Re: Better cardinality estimate when dialing optimizer_features_enable back

From: Neil Kodner <>
Date: Tue, 24 Nov 2009 15:12:01 -0500
Message-ID: <>

Sorry, I fixed permissions on the two google spreadsheets.

Here's the histogram

and the table/index/column stats

To answer your initial question, I think index access does in fact make sense. I'm retrieving anywhere from one to a thousand rows from letter_bin per call. This query is executed thousands of times as part of a batch job.

As a frame of reference, the table represents letters being mailed to an employer(prty_id), for every employee. There are many small businesses  each having a few rows. There are medium and large businesses that have many rows. And finally there are employment agencies which have a LOT of rows. Hopefully this explains the distribution of data.

As far as the transitive closure issue, there are also other queries which query letter_bin by party_id without the join to parties - those are affected as well. The cardinality is always incorrect for any query by letter_bin.party_id.

** WHAT IS BEING ASKED **
Please return the email reply about the cardinality estimate in full, word for word. The material that comes next is separate from everything above it.

Point-based annotation data
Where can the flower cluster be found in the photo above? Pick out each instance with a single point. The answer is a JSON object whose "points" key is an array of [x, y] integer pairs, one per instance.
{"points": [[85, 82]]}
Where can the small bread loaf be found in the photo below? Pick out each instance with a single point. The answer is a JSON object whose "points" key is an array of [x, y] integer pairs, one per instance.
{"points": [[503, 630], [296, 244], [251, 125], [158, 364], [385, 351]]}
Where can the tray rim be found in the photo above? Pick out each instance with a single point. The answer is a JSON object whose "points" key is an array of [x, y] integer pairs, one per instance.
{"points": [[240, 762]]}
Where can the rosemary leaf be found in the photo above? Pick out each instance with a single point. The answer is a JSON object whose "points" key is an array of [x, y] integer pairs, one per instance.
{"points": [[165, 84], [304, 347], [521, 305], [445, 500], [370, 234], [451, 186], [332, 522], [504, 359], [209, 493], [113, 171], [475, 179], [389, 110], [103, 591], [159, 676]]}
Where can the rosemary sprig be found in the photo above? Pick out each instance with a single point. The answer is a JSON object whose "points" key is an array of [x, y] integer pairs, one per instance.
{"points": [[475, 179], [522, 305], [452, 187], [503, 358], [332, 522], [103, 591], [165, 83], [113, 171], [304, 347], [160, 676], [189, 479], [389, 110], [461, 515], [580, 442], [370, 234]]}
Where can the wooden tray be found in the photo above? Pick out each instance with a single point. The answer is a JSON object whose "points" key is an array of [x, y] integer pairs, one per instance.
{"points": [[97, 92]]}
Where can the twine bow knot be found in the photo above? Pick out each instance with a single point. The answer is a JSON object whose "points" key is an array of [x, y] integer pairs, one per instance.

** EXERCISE RESULT **
Re: Better cardinality estimate when dialing optimizer_features_enable back

From: Neil Kodner <>
Date: Tue, 24 Nov 2009 15:12:01 -0500
Message-ID: <>

Sorry, I fixed permissions on the two google spreadsheets.

Here's the histogram

and the table/index/column stats

To answer your initial question, I think index access does in fact make sense. I'm retrieving anywhere from one to a thousand rows from letter_bin per call. This query is executed thousands of times as part of a batch job.

As a frame of reference, the table represents letters being mailed to an employer(prty_id), for every employee. There are many small businesses  each having a few rows. There are medium and large businesses that have many rows. And finally there are employment agencies which have a LOT of rows. Hopefully this explains the distribution of data.

As far as the transitive closure issue, there are also other queries which query letter_bin by party_id without the join to parties - those are affected as well. The cardinality is always incorrect for any query by letter_bin.party_id.